_PAGE TEXT_

----

(CNN) -- After a year of doubts, recriminations and special election misfires, Democrats finally got the big victories Tuesday they'd so desperately craved in the year since Donald Trump won the presidency.
Ralph Northam won the Virginia governor's race and Phil Murphy took a New Jersey governor's office that had been in Republican Chris Christie's hands for eight years. Across the map, in mayoral contests, state legislative races and ballot measures, everything broke Democrats' way.
Republicans will wake up Wednesday in a nightmare: All of a sudden, full control of Congress might be in serious jeopardy. Trump's low approval ratings look toxic. And it could be much harder to convince incumbents to run -- and to recruit candidates into open-seat races -- in such a difficult environment.
Here are five takeaways from Democrats' big day:
1. The blue wave
Democrats won races large and small Tuesday, starting with the New Jersey and Virginia governor's races.

----

_RAW DATA_

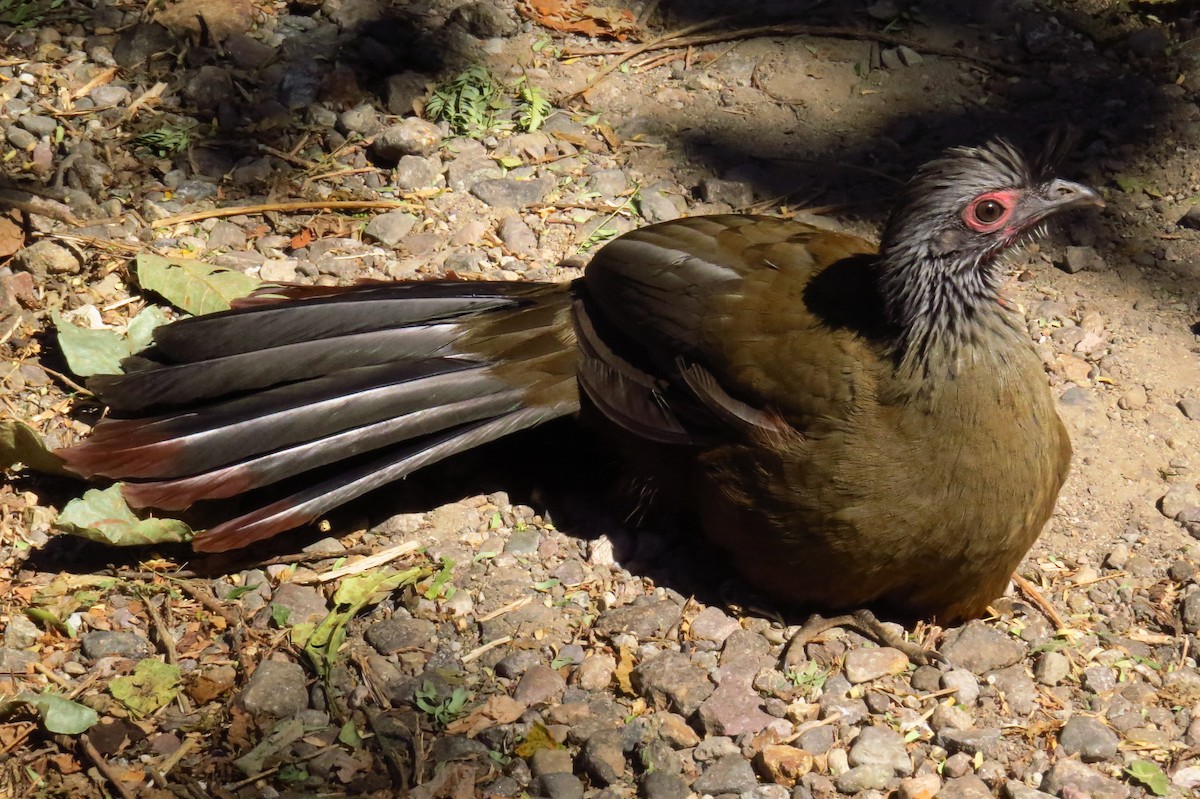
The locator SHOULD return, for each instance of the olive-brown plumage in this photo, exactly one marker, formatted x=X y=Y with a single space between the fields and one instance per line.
x=855 y=425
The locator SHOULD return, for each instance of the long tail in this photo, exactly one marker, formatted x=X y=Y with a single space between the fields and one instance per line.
x=382 y=379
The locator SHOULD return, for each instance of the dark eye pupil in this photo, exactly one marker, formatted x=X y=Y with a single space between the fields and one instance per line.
x=988 y=211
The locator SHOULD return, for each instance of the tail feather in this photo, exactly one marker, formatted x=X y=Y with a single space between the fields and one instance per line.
x=270 y=468
x=262 y=326
x=361 y=385
x=183 y=383
x=204 y=438
x=309 y=505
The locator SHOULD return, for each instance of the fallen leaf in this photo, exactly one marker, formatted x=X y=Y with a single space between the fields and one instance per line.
x=101 y=350
x=22 y=444
x=535 y=739
x=103 y=516
x=624 y=668
x=151 y=685
x=303 y=239
x=497 y=710
x=59 y=714
x=580 y=17
x=12 y=238
x=90 y=352
x=193 y=286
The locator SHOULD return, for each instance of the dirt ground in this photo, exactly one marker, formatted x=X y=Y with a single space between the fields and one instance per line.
x=547 y=670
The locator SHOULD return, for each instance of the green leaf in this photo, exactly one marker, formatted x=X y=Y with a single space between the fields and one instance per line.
x=19 y=443
x=141 y=332
x=238 y=590
x=47 y=620
x=1151 y=776
x=151 y=685
x=59 y=714
x=101 y=352
x=193 y=286
x=354 y=594
x=90 y=352
x=349 y=736
x=103 y=516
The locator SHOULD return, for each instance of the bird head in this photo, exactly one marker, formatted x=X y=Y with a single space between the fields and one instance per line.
x=958 y=214
x=973 y=203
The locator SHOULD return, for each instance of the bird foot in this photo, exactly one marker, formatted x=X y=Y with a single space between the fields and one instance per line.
x=865 y=623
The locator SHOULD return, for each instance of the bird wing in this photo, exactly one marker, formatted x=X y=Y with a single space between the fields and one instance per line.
x=696 y=326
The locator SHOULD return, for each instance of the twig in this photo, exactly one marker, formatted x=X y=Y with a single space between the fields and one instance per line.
x=160 y=628
x=305 y=557
x=490 y=646
x=263 y=208
x=690 y=36
x=105 y=769
x=654 y=44
x=31 y=203
x=66 y=379
x=515 y=605
x=366 y=564
x=1035 y=596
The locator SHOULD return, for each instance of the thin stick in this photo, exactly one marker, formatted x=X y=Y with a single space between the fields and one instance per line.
x=1035 y=596
x=105 y=769
x=690 y=37
x=365 y=564
x=490 y=646
x=263 y=208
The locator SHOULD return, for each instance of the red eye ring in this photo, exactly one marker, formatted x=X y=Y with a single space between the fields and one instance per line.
x=988 y=212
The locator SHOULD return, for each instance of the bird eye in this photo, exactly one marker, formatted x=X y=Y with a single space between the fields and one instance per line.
x=988 y=212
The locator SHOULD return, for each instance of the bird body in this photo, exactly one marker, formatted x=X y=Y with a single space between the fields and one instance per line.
x=855 y=425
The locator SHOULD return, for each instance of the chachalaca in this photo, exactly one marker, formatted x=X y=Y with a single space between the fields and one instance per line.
x=857 y=425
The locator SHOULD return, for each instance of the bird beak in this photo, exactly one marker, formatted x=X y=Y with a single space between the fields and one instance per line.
x=1063 y=194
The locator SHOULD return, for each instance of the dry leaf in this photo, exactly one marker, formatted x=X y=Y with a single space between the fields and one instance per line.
x=12 y=238
x=301 y=239
x=498 y=710
x=624 y=668
x=580 y=17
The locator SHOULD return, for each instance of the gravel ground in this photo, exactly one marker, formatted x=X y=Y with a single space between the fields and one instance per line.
x=515 y=636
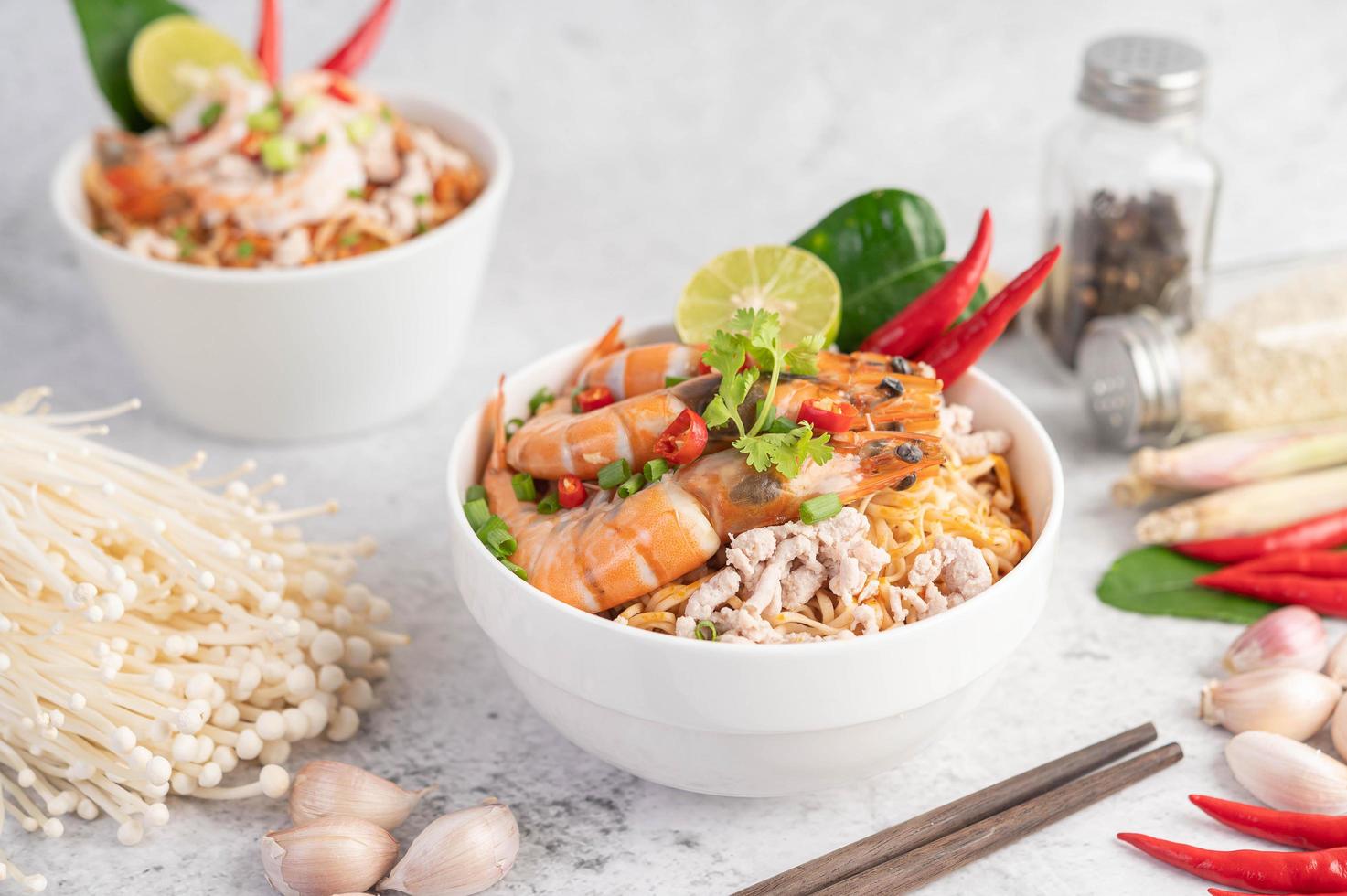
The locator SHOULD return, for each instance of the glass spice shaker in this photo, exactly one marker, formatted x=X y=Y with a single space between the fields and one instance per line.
x=1129 y=192
x=1278 y=357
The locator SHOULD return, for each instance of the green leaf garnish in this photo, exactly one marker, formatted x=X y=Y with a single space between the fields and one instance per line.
x=768 y=443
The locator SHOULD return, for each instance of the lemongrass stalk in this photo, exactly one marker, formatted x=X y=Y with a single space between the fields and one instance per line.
x=1247 y=509
x=1233 y=458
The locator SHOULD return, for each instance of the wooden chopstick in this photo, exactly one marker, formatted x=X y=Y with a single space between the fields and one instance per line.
x=925 y=864
x=908 y=836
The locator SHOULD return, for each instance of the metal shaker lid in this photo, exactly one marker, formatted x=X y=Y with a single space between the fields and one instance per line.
x=1142 y=77
x=1129 y=369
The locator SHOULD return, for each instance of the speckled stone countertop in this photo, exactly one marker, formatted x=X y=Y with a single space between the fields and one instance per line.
x=648 y=138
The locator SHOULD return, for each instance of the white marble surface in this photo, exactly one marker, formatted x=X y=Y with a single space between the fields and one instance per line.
x=648 y=138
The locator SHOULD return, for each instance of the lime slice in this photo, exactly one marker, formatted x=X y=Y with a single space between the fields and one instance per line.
x=165 y=48
x=786 y=279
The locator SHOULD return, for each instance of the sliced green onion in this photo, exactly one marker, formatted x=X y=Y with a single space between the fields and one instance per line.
x=615 y=474
x=631 y=486
x=265 y=120
x=496 y=535
x=820 y=507
x=477 y=512
x=360 y=128
x=550 y=503
x=281 y=153
x=539 y=399
x=210 y=115
x=524 y=488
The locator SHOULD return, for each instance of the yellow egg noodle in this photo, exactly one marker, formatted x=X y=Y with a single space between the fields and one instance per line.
x=974 y=499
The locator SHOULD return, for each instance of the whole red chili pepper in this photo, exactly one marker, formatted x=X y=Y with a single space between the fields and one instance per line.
x=1315 y=563
x=1293 y=829
x=927 y=317
x=1327 y=596
x=1323 y=531
x=958 y=349
x=1216 y=891
x=361 y=45
x=1264 y=870
x=268 y=39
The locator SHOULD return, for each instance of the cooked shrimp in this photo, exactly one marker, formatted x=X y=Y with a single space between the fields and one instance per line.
x=555 y=443
x=646 y=368
x=609 y=551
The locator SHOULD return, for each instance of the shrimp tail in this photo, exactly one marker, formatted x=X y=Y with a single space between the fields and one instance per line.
x=882 y=464
x=496 y=420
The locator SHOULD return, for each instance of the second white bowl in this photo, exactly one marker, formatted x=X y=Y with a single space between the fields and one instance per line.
x=301 y=353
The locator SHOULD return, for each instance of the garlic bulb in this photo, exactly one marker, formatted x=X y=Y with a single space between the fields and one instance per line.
x=458 y=855
x=1290 y=636
x=1338 y=731
x=336 y=788
x=1287 y=773
x=1284 y=701
x=333 y=855
x=1336 y=667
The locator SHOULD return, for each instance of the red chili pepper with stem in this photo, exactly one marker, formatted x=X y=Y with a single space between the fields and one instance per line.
x=1313 y=563
x=826 y=415
x=570 y=491
x=959 y=349
x=685 y=440
x=361 y=45
x=927 y=317
x=268 y=39
x=1257 y=869
x=1326 y=596
x=1323 y=531
x=1293 y=829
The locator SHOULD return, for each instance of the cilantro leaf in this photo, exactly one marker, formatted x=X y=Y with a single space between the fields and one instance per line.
x=805 y=357
x=771 y=441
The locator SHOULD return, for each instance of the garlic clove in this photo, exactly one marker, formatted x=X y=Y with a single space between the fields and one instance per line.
x=1292 y=636
x=336 y=788
x=1284 y=701
x=333 y=855
x=1336 y=667
x=1288 y=775
x=1338 y=730
x=458 y=855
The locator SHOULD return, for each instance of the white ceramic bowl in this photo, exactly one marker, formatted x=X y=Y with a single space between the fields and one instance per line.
x=756 y=720
x=310 y=352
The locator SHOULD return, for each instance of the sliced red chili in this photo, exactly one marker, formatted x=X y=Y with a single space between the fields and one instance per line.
x=685 y=440
x=829 y=415
x=594 y=398
x=570 y=491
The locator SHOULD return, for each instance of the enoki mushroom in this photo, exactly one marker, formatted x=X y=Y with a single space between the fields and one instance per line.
x=154 y=634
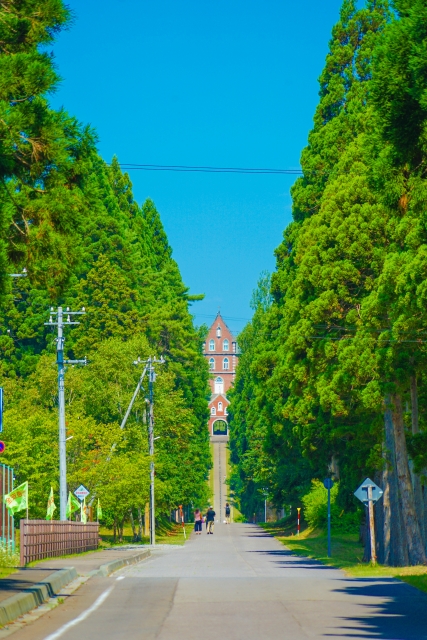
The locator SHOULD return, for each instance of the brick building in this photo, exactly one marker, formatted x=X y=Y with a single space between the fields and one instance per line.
x=221 y=350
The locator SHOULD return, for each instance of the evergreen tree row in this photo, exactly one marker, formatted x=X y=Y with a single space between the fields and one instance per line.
x=72 y=222
x=332 y=376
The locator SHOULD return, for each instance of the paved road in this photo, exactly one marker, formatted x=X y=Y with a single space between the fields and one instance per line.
x=220 y=473
x=238 y=584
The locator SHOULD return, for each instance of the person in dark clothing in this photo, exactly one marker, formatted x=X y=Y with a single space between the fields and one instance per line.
x=198 y=519
x=227 y=513
x=210 y=520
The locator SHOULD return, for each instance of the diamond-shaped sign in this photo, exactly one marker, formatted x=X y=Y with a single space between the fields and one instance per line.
x=81 y=492
x=362 y=492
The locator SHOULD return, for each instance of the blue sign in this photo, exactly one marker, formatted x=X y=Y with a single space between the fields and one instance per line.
x=362 y=492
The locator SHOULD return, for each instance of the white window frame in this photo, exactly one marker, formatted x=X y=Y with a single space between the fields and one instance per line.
x=219 y=385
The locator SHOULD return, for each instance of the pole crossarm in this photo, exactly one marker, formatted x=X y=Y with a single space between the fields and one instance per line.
x=60 y=322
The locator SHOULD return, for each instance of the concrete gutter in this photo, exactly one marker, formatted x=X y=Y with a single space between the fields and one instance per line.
x=21 y=603
x=105 y=569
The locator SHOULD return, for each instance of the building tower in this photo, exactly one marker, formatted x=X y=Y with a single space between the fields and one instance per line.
x=222 y=352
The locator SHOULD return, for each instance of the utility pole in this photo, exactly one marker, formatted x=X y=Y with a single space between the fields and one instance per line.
x=151 y=438
x=60 y=323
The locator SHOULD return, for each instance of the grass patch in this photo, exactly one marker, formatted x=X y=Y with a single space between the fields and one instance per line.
x=347 y=554
x=166 y=533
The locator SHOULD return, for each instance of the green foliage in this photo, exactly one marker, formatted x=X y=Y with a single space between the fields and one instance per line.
x=316 y=510
x=72 y=221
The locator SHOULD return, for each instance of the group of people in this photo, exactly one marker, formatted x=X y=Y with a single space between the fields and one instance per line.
x=209 y=518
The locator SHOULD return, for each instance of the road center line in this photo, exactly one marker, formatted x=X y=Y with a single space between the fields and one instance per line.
x=81 y=617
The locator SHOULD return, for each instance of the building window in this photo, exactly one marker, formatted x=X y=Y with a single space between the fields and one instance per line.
x=219 y=428
x=219 y=385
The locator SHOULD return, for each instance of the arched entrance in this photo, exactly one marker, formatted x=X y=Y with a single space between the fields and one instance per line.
x=219 y=385
x=219 y=428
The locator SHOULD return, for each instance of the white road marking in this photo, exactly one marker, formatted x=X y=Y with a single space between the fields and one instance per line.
x=81 y=617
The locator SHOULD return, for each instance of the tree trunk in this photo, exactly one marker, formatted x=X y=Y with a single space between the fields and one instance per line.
x=416 y=481
x=395 y=551
x=132 y=524
x=411 y=525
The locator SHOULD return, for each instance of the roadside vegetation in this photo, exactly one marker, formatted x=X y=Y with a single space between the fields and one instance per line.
x=332 y=374
x=70 y=220
x=347 y=553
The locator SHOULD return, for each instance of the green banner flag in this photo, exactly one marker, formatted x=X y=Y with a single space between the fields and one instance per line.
x=72 y=505
x=17 y=500
x=50 y=506
x=83 y=514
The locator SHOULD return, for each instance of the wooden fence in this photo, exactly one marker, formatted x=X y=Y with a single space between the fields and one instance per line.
x=47 y=539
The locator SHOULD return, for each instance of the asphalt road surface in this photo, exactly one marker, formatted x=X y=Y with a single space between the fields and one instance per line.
x=238 y=584
x=220 y=473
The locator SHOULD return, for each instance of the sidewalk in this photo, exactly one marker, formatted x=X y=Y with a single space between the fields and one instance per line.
x=31 y=586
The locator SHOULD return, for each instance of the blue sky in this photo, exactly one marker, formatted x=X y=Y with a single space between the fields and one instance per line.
x=225 y=83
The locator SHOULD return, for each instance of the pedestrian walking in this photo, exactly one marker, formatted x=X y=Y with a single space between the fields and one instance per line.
x=210 y=520
x=227 y=513
x=198 y=519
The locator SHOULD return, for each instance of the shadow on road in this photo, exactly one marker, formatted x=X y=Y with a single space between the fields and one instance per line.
x=401 y=615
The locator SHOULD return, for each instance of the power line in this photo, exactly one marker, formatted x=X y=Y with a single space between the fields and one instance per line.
x=130 y=166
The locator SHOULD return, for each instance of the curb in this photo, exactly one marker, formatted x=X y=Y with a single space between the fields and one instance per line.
x=105 y=569
x=21 y=603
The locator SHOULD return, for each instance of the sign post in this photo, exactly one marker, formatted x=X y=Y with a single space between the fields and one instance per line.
x=81 y=492
x=369 y=493
x=328 y=483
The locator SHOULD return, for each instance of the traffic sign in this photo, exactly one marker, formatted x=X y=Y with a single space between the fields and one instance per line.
x=81 y=492
x=362 y=492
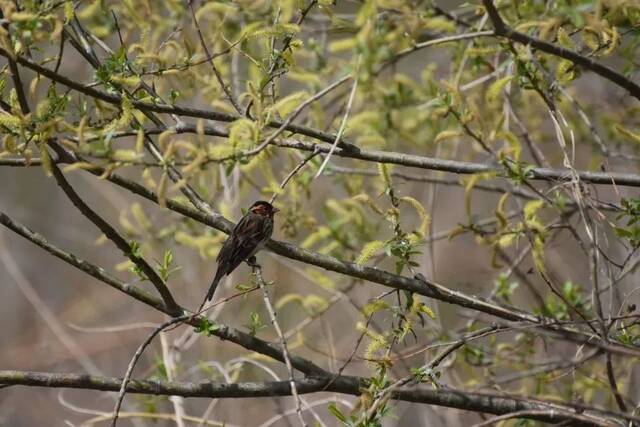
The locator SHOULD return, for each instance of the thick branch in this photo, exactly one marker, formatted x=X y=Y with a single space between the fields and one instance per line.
x=157 y=108
x=479 y=402
x=226 y=333
x=119 y=241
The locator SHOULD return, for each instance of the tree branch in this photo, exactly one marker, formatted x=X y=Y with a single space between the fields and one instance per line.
x=501 y=29
x=119 y=241
x=480 y=402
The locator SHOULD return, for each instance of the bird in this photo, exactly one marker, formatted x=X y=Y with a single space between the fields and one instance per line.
x=248 y=237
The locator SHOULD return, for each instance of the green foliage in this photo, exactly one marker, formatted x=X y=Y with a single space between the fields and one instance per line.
x=630 y=213
x=206 y=327
x=255 y=324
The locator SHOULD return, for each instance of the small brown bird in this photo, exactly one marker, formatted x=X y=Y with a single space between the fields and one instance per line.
x=247 y=238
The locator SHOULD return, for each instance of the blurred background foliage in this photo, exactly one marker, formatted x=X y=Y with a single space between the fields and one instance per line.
x=499 y=235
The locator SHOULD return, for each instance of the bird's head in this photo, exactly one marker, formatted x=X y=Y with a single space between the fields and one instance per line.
x=263 y=208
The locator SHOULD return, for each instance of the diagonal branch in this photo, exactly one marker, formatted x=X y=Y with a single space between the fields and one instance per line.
x=119 y=241
x=223 y=332
x=451 y=398
x=501 y=29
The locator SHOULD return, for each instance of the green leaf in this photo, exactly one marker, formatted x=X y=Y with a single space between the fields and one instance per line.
x=496 y=88
x=336 y=412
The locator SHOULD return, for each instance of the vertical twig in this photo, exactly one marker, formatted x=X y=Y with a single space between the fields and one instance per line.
x=285 y=351
x=134 y=360
x=343 y=126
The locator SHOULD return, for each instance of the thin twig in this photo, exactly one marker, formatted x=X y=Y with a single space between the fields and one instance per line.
x=342 y=128
x=257 y=271
x=134 y=360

----

_EXERCISE INSTRUCTIONS_
1 – From the report on the Democratic election wins, extract word for word the part that opens with the words containing "Republicans will wake" and closes with "Virginia governor's races.".
2 – Continue the report on the Democratic election wins from the point at which it stops.

_ANSWERS BY ITEM NUMBER_
1 –
Republicans will wake up Wednesday in a nightmare: All of a sudden, full control of Congress might be in serious jeopardy. Trump's low approval ratings look toxic. And it could be much harder to convince incumbents to run -- and to recruit candidates into open-seat races -- in such a difficult environment.
Here are five takeaways from Democrats' big day:
1. The blue wave
Democrats won races large and small Tuesday, starting with the New Jersey and Virginia governor's races.

2 –
The party won hotly contested mayoral races in Charlotte, North Carolina, and St. Petersburg, Florida. In Maine, voters approved a ballot measure to expand Medicaid under the Affordable Care Act.
In Virginia, Northam didn't just beat Republican Ed Gillespie in the northern Virginia suburbs -- he crushed him. Consider Loudoun County near Washington: Democrats won it by 5 points in the 2013 governor's race, and 20 points on Tuesday.
Democrats were also within striking distance of flipping the 17 seats they needed to take the Virginia House of Delegates -- giving the party much more influence on redistricting in 2020.
It all gives Democrats a huge psychological boost that could help their fundraising and candidate recruitment. It could also accelerate the pace of Republican retirements, as Republican Bob McDonnell's win in the 2009 Virginia governor's race did for Democrats. Already on Tuesday, New Jersey Republican Rep. Frank LoBiondo announced his retirement -- creating another toss-up seat. There could soon be more.
2. Trumpism without Trump didn't work
Gillespie and Trump didn't campaign together. But Gillespie tried just about every trick in Trump's bag.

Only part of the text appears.